• [Cuplikan data penunjukan titik]
•••••

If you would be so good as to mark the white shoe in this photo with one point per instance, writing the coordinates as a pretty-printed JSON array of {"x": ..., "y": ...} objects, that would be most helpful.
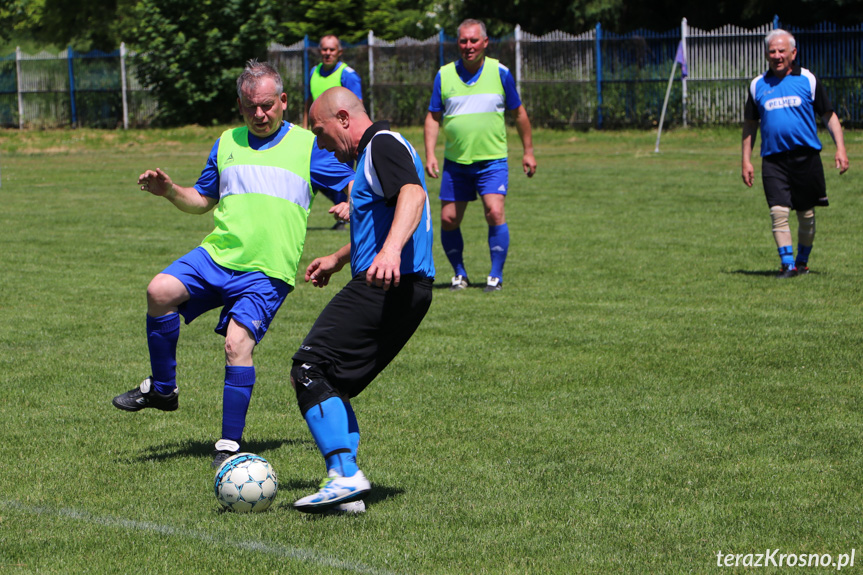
[
  {"x": 493, "y": 284},
  {"x": 459, "y": 283},
  {"x": 335, "y": 490},
  {"x": 351, "y": 508}
]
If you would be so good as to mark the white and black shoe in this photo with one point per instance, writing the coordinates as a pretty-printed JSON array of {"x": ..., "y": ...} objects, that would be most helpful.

•••••

• [TUGAS LATIHAN]
Nyatakan seluruh baris entri di atas sebagai daftar JSON berisi string, satu string untuk setiap baris, tanpa baris kosong. Gambar tidak perlu dimasukkan ke dalam jawaban.

• [JAWABAN LENGKAP]
[
  "If you would be so good as to mark the white shoe in this photo with one point per instance, writing the coordinates as a pretty-printed JSON array of {\"x\": ..., \"y\": ...} objects, that would be most helpful.",
  "[",
  "  {\"x\": 493, \"y\": 284},",
  "  {\"x\": 459, \"y\": 283},",
  "  {\"x\": 335, \"y\": 490},",
  "  {\"x\": 351, \"y\": 508}",
  "]",
  "If you would be so good as to mark the white and black shoe in this photo with one point per instance, writing the coordinates as a pretty-printed JSON array of {\"x\": ..., \"y\": ...} objects, that would be most helpful."
]